EXERCISE PASSAGE:
((

Whale of a snail tale

LIHUE — The snails are safe and Hawaii Public Radio is on the air again on Kauai.

That’s the word after a damaged Oahu power line that cut HPR’s relay signals to Kauai was repaired Wednesday following a one-week delay to ensure no endangered tree snails were harmed.

”It feels very good, indeed,” said Michael Titterton, HPR president and general manager. 

Hawaii Electric spokesman Darren Pia said crews accompanied by a biologist and observers from the state Department of Land and Natural Resources made the trek to the remote North Shore location about 6 a.m. Wednesday and hiked to the summit of Mount Kaala, 4,025 feet, to repair blown fuses.

 The biologist marked areas to avoid disturbing the endangered tree snails that are a member of the Achatinella mustelina species endemic to Oahu.

”The biologist looked for the places they shouldn’t go,” Pai said. “They were able to replace the blown fuses, and all work was done by 9 a.m.”

Titterton said there was no negative impact on the habitat of the protected tree snail.

”They knew where they were,” he said.

))

WORK REQUIRED:
What comes next in the tree snail news story above? Write the next few paragraphs, picking up after its final quote.

AVAILABLE DATA:
((

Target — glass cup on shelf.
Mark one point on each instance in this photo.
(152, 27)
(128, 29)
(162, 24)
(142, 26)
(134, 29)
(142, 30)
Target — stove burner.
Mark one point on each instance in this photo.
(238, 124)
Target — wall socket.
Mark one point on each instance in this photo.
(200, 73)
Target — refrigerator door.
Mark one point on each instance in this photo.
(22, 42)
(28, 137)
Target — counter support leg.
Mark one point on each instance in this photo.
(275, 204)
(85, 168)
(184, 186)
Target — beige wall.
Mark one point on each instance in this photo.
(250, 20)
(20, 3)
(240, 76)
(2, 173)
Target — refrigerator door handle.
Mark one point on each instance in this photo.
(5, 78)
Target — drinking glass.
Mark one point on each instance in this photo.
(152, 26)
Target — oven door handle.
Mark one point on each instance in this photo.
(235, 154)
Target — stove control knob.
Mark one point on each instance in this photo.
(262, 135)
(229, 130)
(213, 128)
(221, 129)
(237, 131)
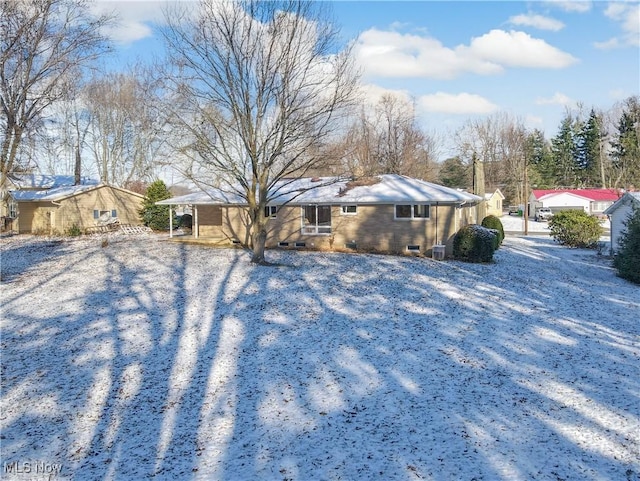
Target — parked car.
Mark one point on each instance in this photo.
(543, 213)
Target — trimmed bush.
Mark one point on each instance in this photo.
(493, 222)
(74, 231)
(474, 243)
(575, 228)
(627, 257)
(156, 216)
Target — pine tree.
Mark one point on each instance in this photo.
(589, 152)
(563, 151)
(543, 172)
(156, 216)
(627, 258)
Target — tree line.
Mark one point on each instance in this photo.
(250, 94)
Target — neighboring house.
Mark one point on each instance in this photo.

))

OUTPUT BELOW:
With the power line repaired, HPR engineers found surges had damaged their own fuses and a transmitter had basically been fried, said Phyllis S.K. Look, HPR director of marketing.

”HPR’s engineer has been successful at repairing the HPR-2 transmitter, and repairs to the HPR-1 transmitter are ongoing and signals to Kauai and the North Shore are expected to be restored shortly,” she said Wednesday afternoon.

The problem for HPR started when recent storms knocked out the power lines that led to an HPR facility with a microwave relay to KIPL 89.9 in Lihue, and two signal boosters for HPR-1 and HPR-2 to east and south Kauai. Generators carried the signal for several days as coordination of the repair work continued, but the fuel ran out first on Sept. 30.

Power line damage of this type is typically restored in less than a day.

However, the location of the blown fuses is home to endangered tree snails, protected under the Endangered Species Act.

It is mating season for the snails and repair crews needed to have the site clearance to ensure no contact with the snails would occur. 

Kauai listeners, meanwhile, heard static all week.

It was a blow to HPR, which had just launched its $1 million pledge drive and began broadcasting to Kauai earlier this year. But Wednesday, Titterton said it was great to have the situation resolved.

”Happy public radio and happy snails,” he said.